-- DIRECTION --
Print every line of the material below verbatim, without changing a single character.

-- DATA FOR THE TASK --
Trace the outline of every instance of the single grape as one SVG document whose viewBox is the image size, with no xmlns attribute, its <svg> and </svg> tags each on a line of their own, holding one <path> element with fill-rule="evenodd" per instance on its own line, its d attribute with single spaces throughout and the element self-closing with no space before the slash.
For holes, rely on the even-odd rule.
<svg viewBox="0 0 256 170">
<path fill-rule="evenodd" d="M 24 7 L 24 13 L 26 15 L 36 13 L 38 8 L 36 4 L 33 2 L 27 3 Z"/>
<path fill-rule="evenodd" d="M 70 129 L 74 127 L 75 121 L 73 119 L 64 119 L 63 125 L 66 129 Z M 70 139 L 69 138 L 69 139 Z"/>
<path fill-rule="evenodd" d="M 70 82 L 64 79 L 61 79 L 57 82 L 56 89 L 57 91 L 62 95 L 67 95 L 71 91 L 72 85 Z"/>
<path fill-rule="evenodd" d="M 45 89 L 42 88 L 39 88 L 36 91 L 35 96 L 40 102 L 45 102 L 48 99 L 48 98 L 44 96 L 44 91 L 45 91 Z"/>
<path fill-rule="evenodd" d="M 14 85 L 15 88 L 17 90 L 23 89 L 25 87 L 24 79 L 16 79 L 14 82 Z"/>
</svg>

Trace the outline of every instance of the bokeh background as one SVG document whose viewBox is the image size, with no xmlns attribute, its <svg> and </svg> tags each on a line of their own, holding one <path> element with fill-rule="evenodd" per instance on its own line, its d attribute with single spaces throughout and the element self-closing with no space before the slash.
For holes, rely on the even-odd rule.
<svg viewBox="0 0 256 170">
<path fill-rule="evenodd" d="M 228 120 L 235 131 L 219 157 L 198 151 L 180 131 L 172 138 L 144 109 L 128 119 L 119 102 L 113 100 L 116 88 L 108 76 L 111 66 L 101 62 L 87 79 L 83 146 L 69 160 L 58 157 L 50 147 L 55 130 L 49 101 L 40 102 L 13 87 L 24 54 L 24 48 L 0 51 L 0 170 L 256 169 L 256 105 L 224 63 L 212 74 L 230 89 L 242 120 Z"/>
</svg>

-- RESULT OF THE TASK --
Trace the outline of every instance of the single grape as one SVG document whose viewBox is the image size, with no xmlns attribute, its <svg> and </svg> tags each on a line of their own, holding one <path> element with fill-rule="evenodd" per instance on its own line, its d attribute with single spaces throughout and the element self-closing with no space before the slash.
For holes, rely on the even-odd rule.
<svg viewBox="0 0 256 170">
<path fill-rule="evenodd" d="M 24 7 L 24 13 L 26 15 L 36 13 L 38 8 L 36 4 L 33 2 L 27 3 Z"/>
<path fill-rule="evenodd" d="M 70 129 L 74 127 L 75 121 L 73 119 L 64 119 L 63 125 L 66 129 Z M 70 139 L 69 138 L 69 139 Z"/>
<path fill-rule="evenodd" d="M 70 82 L 64 79 L 61 79 L 57 82 L 56 89 L 57 91 L 62 95 L 67 95 L 71 91 L 72 85 Z"/>
<path fill-rule="evenodd" d="M 45 89 L 42 88 L 39 88 L 36 91 L 35 96 L 40 102 L 45 102 L 48 99 L 48 98 L 44 96 L 44 91 L 45 91 Z"/>
<path fill-rule="evenodd" d="M 14 85 L 15 88 L 17 90 L 23 89 L 25 87 L 24 79 L 16 79 L 14 82 Z"/>
</svg>

Trace the outline of every instance of the bokeh background as one SVG document whose viewBox is the image size, with no xmlns attribute, its <svg> and </svg> tags each on a line of their own, holding one <path> element with fill-rule="evenodd" per instance on its own line, its d attribute with single spaces throughout and the element self-closing with no space before the slash.
For holes, rely on the even-odd rule.
<svg viewBox="0 0 256 170">
<path fill-rule="evenodd" d="M 228 120 L 235 131 L 219 157 L 198 151 L 180 131 L 172 138 L 144 109 L 128 119 L 119 102 L 113 100 L 116 88 L 108 76 L 111 66 L 101 62 L 87 79 L 83 146 L 69 160 L 58 157 L 50 147 L 55 130 L 49 101 L 40 102 L 13 87 L 24 54 L 24 48 L 0 51 L 0 170 L 256 169 L 256 105 L 224 63 L 212 74 L 230 89 L 242 120 Z"/>
</svg>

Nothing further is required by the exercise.